----- Material shown -----

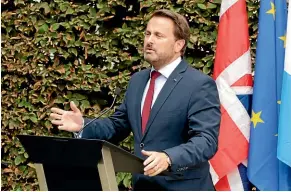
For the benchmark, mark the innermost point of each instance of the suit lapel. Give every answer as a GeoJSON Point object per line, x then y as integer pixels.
{"type": "Point", "coordinates": [143, 82]}
{"type": "Point", "coordinates": [170, 84]}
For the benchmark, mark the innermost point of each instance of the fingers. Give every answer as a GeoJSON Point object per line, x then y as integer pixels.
{"type": "Point", "coordinates": [152, 164]}
{"type": "Point", "coordinates": [55, 116]}
{"type": "Point", "coordinates": [156, 172]}
{"type": "Point", "coordinates": [57, 122]}
{"type": "Point", "coordinates": [147, 153]}
{"type": "Point", "coordinates": [58, 111]}
{"type": "Point", "coordinates": [74, 107]}
{"type": "Point", "coordinates": [148, 160]}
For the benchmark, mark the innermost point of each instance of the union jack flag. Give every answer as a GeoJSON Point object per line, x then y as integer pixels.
{"type": "Point", "coordinates": [233, 75]}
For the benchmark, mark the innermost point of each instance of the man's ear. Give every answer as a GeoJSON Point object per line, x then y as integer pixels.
{"type": "Point", "coordinates": [179, 44]}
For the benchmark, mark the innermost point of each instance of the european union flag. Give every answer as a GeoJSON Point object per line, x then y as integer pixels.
{"type": "Point", "coordinates": [265, 171]}
{"type": "Point", "coordinates": [284, 133]}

-----

▶ _Task goal_
Copy all of the rows above word for word, leaving the pictures out of your answer.

▶ _Response below_
For the benchmark, mark the innermost point of each instance of the suit lapel. Give every answer as a GeoJSON Point object per line, x then y as integer pixels.
{"type": "Point", "coordinates": [143, 82]}
{"type": "Point", "coordinates": [170, 84]}
For the benchmark, mark the innermost point of each instance of the fingers. Give every answer as a GeoJSON Point object per line, x then y as integer pixels.
{"type": "Point", "coordinates": [152, 164]}
{"type": "Point", "coordinates": [55, 116]}
{"type": "Point", "coordinates": [156, 172]}
{"type": "Point", "coordinates": [57, 122]}
{"type": "Point", "coordinates": [147, 153]}
{"type": "Point", "coordinates": [58, 111]}
{"type": "Point", "coordinates": [74, 107]}
{"type": "Point", "coordinates": [148, 160]}
For the benchmark, mark the innermost point of each instance of the union jack flag. Give every answer as a GeoJSON Point object per line, x then y as integer pixels.
{"type": "Point", "coordinates": [233, 75]}
For the benchmark, mark the innermost point of each instance of the man's ear. Give every answer as a GeoJSON Point object per line, x then y as integer pixels.
{"type": "Point", "coordinates": [179, 44]}
For the benchmark, mark the innermost point of each instance of the european union flag. Give every answer as a GeoJSON Point object per line, x then y as integer pixels.
{"type": "Point", "coordinates": [265, 171]}
{"type": "Point", "coordinates": [284, 133]}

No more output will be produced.